(Exercise instructions): Using the records below, quote only the span that opens with the line containing "pixel 34 263" and closes with the line containing "pixel 521 346", exactly and inclusively.

(Supplied data):

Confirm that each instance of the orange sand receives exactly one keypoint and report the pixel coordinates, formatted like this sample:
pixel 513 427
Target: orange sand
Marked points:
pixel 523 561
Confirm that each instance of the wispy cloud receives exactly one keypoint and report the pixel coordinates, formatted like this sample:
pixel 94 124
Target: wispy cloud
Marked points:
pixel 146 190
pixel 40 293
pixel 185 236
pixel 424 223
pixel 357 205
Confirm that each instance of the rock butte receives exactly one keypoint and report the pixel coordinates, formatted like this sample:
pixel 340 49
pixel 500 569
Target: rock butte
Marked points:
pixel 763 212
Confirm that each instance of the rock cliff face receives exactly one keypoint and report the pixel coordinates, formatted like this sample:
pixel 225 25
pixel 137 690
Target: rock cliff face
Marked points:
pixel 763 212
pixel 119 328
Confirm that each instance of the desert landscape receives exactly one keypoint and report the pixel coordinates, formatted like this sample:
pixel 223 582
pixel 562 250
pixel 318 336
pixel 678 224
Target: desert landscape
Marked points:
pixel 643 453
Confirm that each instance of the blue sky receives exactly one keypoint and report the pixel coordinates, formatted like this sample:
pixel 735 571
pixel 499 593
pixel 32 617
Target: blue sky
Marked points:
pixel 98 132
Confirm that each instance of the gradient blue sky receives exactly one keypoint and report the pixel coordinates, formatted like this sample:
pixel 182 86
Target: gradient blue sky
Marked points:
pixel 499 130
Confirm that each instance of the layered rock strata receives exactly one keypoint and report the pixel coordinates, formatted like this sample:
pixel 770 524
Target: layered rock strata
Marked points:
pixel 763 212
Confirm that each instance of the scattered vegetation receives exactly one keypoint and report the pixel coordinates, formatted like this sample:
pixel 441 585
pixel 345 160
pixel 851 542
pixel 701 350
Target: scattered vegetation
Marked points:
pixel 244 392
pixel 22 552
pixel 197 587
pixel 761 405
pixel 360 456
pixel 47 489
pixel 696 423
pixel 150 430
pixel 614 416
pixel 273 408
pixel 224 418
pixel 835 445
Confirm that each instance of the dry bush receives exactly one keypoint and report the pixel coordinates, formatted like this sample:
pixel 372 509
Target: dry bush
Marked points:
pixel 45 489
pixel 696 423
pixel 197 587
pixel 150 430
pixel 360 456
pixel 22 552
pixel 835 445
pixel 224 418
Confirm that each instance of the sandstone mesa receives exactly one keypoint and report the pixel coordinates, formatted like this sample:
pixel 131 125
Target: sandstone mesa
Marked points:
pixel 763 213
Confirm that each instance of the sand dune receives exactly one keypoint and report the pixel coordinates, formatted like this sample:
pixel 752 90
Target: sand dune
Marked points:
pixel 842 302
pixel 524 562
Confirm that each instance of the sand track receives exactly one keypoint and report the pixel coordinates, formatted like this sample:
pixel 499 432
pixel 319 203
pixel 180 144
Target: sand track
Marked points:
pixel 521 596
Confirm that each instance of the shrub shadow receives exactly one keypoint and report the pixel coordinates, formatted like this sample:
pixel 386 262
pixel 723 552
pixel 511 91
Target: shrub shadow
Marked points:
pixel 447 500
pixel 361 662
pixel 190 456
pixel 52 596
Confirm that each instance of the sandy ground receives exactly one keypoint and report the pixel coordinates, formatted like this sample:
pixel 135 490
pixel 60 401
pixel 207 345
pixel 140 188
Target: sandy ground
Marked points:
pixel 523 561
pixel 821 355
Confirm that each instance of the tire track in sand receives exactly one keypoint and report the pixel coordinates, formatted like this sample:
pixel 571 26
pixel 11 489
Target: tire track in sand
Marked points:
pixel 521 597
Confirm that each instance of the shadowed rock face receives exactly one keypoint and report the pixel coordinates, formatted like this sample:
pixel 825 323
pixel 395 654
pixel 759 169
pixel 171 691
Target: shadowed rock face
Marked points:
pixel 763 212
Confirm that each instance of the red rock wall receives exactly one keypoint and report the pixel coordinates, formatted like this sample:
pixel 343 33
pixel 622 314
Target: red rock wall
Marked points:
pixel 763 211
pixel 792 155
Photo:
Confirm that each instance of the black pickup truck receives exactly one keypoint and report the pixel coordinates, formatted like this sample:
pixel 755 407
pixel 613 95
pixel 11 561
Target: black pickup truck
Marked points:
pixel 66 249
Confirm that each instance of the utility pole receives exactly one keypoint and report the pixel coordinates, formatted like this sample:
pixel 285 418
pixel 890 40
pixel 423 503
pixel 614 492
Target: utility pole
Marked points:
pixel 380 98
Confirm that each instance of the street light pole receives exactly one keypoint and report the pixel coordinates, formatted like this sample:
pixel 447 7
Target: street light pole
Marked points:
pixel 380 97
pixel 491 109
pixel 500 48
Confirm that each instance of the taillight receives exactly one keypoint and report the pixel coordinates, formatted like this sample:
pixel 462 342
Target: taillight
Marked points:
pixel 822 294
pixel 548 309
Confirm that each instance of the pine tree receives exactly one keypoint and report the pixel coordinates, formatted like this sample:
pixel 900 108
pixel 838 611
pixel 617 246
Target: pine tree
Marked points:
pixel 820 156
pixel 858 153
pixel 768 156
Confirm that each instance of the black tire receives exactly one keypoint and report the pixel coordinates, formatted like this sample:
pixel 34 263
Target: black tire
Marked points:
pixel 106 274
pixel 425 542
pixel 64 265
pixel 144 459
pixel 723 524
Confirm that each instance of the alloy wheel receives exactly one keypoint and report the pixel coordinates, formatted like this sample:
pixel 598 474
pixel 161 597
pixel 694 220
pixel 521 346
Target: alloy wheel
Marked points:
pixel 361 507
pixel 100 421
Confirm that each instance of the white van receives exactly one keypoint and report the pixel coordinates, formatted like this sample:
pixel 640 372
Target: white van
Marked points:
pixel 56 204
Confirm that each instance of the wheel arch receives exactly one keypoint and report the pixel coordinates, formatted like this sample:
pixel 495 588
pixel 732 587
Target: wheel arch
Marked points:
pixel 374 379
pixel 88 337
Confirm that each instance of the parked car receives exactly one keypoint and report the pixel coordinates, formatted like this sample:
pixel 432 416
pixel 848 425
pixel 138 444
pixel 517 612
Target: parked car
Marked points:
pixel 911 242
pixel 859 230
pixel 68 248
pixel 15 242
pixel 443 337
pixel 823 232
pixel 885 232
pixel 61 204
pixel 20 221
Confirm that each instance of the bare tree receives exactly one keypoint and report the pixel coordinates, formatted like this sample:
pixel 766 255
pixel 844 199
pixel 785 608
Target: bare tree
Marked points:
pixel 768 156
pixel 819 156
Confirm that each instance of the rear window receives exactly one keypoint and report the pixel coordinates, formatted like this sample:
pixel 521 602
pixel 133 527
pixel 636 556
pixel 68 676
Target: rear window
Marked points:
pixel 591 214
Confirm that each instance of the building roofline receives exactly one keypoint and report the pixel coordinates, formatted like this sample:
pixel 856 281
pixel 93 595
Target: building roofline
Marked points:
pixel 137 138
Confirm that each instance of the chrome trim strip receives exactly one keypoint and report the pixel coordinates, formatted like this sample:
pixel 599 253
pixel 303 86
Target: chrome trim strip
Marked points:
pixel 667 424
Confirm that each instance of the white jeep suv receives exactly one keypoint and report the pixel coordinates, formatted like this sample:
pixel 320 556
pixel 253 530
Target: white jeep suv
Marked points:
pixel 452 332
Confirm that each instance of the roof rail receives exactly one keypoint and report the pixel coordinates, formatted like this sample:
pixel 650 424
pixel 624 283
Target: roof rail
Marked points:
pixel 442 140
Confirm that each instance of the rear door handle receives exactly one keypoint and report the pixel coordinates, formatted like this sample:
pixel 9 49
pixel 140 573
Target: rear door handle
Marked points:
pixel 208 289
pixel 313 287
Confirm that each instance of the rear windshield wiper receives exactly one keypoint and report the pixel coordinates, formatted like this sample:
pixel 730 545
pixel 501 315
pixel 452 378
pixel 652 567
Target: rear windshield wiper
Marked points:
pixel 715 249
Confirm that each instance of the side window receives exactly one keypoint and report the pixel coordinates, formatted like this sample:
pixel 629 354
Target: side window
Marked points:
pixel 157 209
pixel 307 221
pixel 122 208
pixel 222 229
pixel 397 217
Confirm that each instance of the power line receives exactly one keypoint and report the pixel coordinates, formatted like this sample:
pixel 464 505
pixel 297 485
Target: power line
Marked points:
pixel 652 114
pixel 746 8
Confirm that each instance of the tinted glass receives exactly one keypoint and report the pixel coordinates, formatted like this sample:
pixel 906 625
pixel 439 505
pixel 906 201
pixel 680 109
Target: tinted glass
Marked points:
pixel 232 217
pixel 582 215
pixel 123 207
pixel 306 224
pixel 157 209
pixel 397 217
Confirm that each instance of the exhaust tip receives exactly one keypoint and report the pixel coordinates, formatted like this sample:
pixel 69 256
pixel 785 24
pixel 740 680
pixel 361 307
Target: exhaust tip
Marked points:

(Result):
pixel 34 263
Target: black tire
Marked points:
pixel 106 274
pixel 425 542
pixel 64 265
pixel 144 459
pixel 723 524
Confirm that each instance of the alloy wheel receives exactly one keypoint and report the pixel coordinates, formatted like this sample:
pixel 598 474
pixel 161 597
pixel 694 220
pixel 521 346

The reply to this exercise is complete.